------ ARTICLE

Prophetic Necessity of Messiah’s Resurrection
The idea of the Messiah’s resurrection did not begin with the birth of New Testament Christianity; in fact, the Apostle Paul tells us in 1 Corinthians 15:2-3, “…how that Christ died for our sins according to the scriptures; And that he was buried, and that he rose again the third day according to the scriptures.” (Emphasis added)
One such prophecy is found in Isaiah 53:8-10. It becomes very obvious by the phrase “…he was cut off from the land of the living”, that the Messiah would die. With that fact in mind, the prophet proclaims that the Messiah would, after being dead, physically see many who had trusted in Him as Savior. Isaiah then tells us that He (JEHOVAH) would lengthen His (the Messiah’s) time on the earth after his death occurred. Neither of these scenarios is possible without the Messiah’s resurrection.
Paul preaches a message to a multitude of Jews in Acts chapter 13. He mentions Psalm 16:10, a psalm of David, and unflinchingly applies it to Jesus. Peter does the same in Acts 2:
“For David speaketh concerning him… thou wilt not leave my soul in hell, neither wilt thou suffer thine Holy One to see corruption… He seeing this before spake of the resurrection of Christ, that his soul was not left in hell, neither his flesh did see corruption. This Jesus hath God raised up, whereof we all are witnesses.” Acts 2:25, 27, 31-32
There are also many occasions in the Gospel accounts where Jesus himself prophesied His own death, burial, and resurrection. In Mark 9:31, we see a prime example where Jesus expounded upon His foreknowledge of His resurrection.
“For he taught his disciples, and said unto them, The Son of man is delivered into the hands of men, and they shall kill him; and after that he is killed, he shall rise the third day.” Mark 9:31
Paramount Importance of Messiah’s Resurrection
In 1 Corinthians 15, the Apostle Paul penned what has been deemed “The Magna Carta of the Resurrection.”2 He explains that all would be worthless without the resurrection of Jesus.

------------
------ DATA LISTING

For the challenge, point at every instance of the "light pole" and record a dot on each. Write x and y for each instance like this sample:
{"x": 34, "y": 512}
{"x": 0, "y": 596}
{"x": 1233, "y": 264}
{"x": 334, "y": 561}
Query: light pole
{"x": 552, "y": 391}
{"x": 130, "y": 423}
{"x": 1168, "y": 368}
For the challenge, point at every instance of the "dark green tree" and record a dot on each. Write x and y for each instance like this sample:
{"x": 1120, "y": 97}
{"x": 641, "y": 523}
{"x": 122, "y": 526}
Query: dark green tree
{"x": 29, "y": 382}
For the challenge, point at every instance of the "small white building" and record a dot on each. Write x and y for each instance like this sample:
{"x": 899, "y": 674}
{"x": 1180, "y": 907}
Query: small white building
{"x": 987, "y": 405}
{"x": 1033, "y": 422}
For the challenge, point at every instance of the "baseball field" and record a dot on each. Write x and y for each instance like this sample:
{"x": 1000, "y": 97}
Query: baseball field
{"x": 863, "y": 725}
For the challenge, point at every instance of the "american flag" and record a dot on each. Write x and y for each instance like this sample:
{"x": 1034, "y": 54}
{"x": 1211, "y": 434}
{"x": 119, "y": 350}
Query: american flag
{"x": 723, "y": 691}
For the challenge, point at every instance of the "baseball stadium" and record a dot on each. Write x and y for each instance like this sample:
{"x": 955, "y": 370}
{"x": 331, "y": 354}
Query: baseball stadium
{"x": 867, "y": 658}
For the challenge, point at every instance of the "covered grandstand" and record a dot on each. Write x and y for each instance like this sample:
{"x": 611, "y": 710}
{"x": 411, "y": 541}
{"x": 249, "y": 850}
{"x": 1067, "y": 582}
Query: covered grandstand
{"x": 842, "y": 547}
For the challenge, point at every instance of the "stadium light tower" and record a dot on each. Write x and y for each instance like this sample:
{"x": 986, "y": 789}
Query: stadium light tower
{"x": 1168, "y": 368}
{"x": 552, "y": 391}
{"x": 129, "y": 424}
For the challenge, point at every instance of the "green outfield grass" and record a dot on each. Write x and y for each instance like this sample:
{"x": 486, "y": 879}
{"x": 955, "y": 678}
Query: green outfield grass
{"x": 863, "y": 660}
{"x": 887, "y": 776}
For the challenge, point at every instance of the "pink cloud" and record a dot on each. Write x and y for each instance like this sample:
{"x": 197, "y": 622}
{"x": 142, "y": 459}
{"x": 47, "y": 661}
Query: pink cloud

------------

**DO THIS:**
Retype the passage of the resurrection article above that opens with the words "Paul preaches a" and closes with "of His resurrection.".

**PROBLEM SOLUTION:**
Paul preaches a message to a multitude of Jews in Acts chapter 13. He mentions Psalm 16:10, a psalm of David, and unflinchingly applies it to Jesus. Peter does the same in Acts 2:
“For David speaketh concerning him… thou wilt not leave my soul in hell, neither wilt thou suffer thine Holy One to see corruption… He seeing this before spake of the resurrection of Christ, that his soul was not left in hell, neither his flesh did see corruption. This Jesus hath God raised up, whereof we all are witnesses.” Acts 2:25, 27, 31-32
There are also many occasions in the Gospel accounts where Jesus himself prophesied His own death, burial, and resurrection. In Mark 9:31, we see a prime example where Jesus expounded upon His foreknowledge of His resurrection.